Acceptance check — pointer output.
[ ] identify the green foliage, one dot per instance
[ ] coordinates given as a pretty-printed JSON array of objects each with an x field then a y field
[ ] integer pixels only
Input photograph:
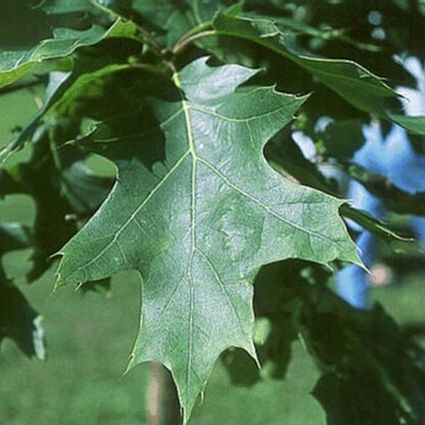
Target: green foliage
[{"x": 210, "y": 188}]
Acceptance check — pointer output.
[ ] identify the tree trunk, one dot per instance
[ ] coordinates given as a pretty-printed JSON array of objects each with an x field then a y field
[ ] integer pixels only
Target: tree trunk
[{"x": 162, "y": 401}]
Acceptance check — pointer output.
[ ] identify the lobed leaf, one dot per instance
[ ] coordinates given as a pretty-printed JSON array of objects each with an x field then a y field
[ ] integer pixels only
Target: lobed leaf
[{"x": 197, "y": 210}]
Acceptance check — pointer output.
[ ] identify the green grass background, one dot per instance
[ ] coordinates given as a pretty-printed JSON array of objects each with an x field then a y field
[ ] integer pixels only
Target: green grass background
[{"x": 90, "y": 337}]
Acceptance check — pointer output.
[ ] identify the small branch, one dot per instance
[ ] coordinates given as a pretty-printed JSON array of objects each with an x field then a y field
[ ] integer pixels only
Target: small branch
[
  {"x": 393, "y": 197},
  {"x": 148, "y": 38}
]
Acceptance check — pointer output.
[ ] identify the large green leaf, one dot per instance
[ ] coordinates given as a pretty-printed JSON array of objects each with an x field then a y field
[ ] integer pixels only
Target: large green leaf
[{"x": 197, "y": 210}]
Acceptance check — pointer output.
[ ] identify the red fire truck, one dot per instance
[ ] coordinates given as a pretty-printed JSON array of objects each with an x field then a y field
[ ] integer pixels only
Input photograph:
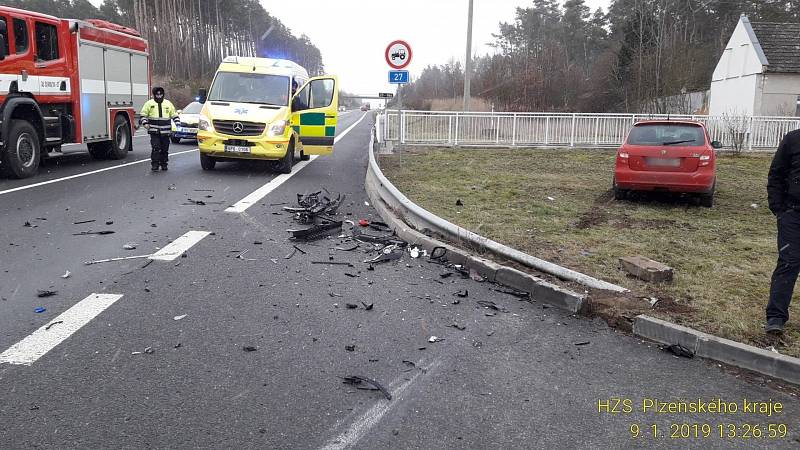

**WHAT IS BEING ASKED:**
Please report every line in the data above that contains the word "small", copying each such line in full.

**WRITTEN RESPONSE:**
[ ] identify the small branch, one dot per instance
Target: small branch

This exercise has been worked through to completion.